### DATASET EXTRACT
__________________________________________________
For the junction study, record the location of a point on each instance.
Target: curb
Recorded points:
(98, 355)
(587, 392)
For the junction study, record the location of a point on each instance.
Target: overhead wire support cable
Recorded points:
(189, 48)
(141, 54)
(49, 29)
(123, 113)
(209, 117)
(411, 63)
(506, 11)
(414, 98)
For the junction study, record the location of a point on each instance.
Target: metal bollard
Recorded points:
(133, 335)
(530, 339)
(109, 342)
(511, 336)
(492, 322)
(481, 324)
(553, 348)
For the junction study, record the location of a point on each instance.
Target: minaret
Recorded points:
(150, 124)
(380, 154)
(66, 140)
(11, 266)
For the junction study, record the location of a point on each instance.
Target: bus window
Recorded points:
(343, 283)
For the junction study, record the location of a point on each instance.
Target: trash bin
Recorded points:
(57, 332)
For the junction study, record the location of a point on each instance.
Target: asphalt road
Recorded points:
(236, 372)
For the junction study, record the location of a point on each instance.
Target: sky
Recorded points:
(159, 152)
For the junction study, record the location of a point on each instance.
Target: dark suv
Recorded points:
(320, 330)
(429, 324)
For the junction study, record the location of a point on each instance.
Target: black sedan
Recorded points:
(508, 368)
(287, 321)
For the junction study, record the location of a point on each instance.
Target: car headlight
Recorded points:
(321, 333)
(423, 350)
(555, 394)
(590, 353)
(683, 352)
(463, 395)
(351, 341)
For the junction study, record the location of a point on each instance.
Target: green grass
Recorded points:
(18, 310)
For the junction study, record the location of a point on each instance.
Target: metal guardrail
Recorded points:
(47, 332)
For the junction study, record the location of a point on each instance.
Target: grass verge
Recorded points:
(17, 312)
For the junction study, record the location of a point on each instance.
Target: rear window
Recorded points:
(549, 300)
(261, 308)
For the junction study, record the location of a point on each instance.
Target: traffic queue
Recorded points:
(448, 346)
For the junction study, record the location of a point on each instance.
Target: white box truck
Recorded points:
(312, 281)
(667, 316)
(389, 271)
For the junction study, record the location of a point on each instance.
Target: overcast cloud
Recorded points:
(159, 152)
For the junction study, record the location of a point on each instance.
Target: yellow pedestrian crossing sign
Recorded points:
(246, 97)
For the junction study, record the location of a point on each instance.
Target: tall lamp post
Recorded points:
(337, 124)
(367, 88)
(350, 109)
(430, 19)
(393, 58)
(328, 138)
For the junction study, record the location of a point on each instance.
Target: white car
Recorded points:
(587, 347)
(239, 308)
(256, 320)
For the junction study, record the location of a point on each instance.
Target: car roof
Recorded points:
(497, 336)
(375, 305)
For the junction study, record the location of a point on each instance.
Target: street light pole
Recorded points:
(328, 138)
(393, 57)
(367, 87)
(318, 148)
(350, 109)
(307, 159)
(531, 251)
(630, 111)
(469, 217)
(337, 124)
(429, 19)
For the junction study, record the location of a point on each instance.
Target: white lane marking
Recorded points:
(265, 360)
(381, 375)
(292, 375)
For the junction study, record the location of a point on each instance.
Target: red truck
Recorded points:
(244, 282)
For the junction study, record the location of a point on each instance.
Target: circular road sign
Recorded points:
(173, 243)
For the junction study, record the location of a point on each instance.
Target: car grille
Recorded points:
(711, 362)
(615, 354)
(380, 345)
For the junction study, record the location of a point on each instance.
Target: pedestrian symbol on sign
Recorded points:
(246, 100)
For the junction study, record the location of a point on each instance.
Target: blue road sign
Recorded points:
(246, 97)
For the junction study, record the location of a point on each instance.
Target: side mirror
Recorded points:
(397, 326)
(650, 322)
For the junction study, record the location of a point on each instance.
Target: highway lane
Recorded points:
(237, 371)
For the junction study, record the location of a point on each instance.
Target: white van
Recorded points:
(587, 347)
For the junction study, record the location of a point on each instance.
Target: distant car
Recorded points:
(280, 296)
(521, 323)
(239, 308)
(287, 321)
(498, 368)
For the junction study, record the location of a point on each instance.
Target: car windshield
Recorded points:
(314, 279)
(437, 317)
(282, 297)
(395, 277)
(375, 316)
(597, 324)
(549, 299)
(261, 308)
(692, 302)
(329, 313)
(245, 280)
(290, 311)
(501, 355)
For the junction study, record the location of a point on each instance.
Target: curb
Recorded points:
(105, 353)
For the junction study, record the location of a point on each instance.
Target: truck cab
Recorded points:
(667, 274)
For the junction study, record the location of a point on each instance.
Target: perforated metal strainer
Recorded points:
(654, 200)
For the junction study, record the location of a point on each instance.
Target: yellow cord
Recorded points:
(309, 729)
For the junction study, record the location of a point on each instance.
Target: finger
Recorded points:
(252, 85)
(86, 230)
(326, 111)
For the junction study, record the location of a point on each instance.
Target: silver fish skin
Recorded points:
__________________________________________________
All the entries above need to be reproduced exactly.

For the junction study, record the location of a point on each instance.
Target: curb
Recorded points:
(98, 355)
(587, 392)
For the junction study, record the location of a point on each instance.
Target: overhead wire support cable
Recorded points:
(189, 48)
(141, 54)
(49, 29)
(123, 113)
(209, 117)
(411, 63)
(506, 11)
(414, 98)
For the junction study, record the location of a point on each instance.
Target: metal bollard
Recorded points:
(133, 335)
(530, 339)
(109, 342)
(511, 336)
(492, 322)
(481, 324)
(553, 348)
For the junction study, record the location of a point on each instance.
Target: minaret
Recorded points:
(150, 124)
(380, 154)
(66, 140)
(11, 266)
For the junction study, record the location of a point on each instance.
Target: bus window
Recorded points:
(343, 283)
For the junction study, record the location of a point on each instance.
Target: trash bin
Recorded points:
(57, 332)
For the junction study, record the location of a point on each instance.
Target: asphalt road
Recorded points:
(236, 372)
For the junction study, record the location of a point on each instance.
Target: sky
Recorded points:
(159, 152)
For the junction study, record the location of a point on each instance.
Target: dark suv
Recorded points:
(320, 330)
(429, 324)
For the junction study, record the location of a point on each instance.
Target: black sedan
Recorded points:
(508, 368)
(287, 321)
For the junction study, record the location of a point on each instance.
Target: car headlight
Recorded points:
(321, 333)
(423, 350)
(555, 394)
(590, 353)
(683, 352)
(463, 395)
(351, 341)
For the junction study, record the location of a point on each instance.
Target: green grass
Recorded points:
(18, 310)
For the junction study, record the location of a point on each instance.
Target: metal guardrail
Recorded points:
(47, 332)
For the junction study, record the location of a point on each instance.
Target: grass verge
Recorded points:
(17, 312)
For the junction study, record the location of a point on each instance.
Target: rear window
Recorded points:
(549, 300)
(261, 308)
For the junction study, record the location of a point on each instance.
Target: traffic queue
Recorded points:
(448, 346)
For the junction study, record the location of a point on each instance.
Target: white box truck
Recorded points:
(312, 281)
(667, 316)
(389, 271)
For the junction study, record the location of a point on each instance.
Target: overcast cloud
Recorded points:
(159, 152)
For the junction study, record the location of a point on each instance.
Target: yellow pedestrian crossing sign
Recorded points:
(246, 97)
For the junction study, record the location of a point on each instance.
Target: tall lamp post
Recorded points:
(337, 124)
(367, 88)
(350, 109)
(430, 19)
(393, 58)
(328, 138)
For the junction study, record the location of a point on each instance.
Target: white car
Recorded points:
(587, 347)
(239, 308)
(256, 320)
For the junction study, record the location of a point on each instance.
Target: car roof
Recorded points:
(497, 336)
(375, 305)
For the junction study, record the location of a point on each instance.
Target: street light pole
Recorded points:
(328, 138)
(393, 57)
(367, 87)
(318, 148)
(350, 109)
(307, 159)
(531, 251)
(630, 111)
(469, 217)
(337, 124)
(429, 19)
For the junction study, record the location of a point on each instance.
Target: white lane marking
Recorded points:
(265, 360)
(381, 375)
(292, 375)
For the junction study, record the location of a point on each instance.
Target: red truck
Recorded points:
(244, 282)
For the junction study, record the location of a point on each instance.
Target: circular road sign
Recorded points:
(173, 243)
For the junction study, record the location of a point on each instance.
Target: car grille
Recorded points:
(711, 362)
(615, 354)
(380, 345)
For the junction study, record the location of a point on each instance.
Target: pedestrian symbol on sign
Recorded points:
(246, 100)
For the junction study, record the location of a point on each instance.
Target: blue road sign
Recorded points:
(246, 97)
For the junction study, record the location of a point on each instance.
Target: side mirror
Recorded points:
(397, 326)
(650, 322)
For the junction study, record the location of a point on each instance.
Target: highway lane
Recorded points:
(237, 371)
For the junction study, record the location of a point on each instance.
Target: white van
Recorded points:
(587, 347)
For the junction study, record the location of a point on each instance.
Target: distant car
Recorded points:
(280, 296)
(521, 323)
(239, 308)
(287, 321)
(498, 368)
For the junction study, record the location of a point on each instance.
Target: car windshield
Recorded points:
(314, 279)
(437, 317)
(282, 297)
(395, 277)
(375, 316)
(597, 324)
(549, 299)
(261, 308)
(692, 302)
(329, 313)
(245, 280)
(290, 311)
(501, 355)
For the junction study, record the location of a point on each instance.
Target: curb
Recorded points:
(105, 353)
For the junction study, record the location of a point on each instance.
Target: truck cab
Recorded points:
(667, 274)
For the junction study, record the location of a point on each instance.
Target: perforated metal strainer
Recorded points:
(654, 200)
For the junction study, record the location of a point on each instance.
Target: yellow cord
Recorded points:
(309, 729)
For the junction study, record the location of a point on each instance.
Target: finger
Recorded points:
(252, 85)
(86, 230)
(326, 111)
For the junction study, record the location of a point on each instance.
Target: silver fish skin
Recorded points:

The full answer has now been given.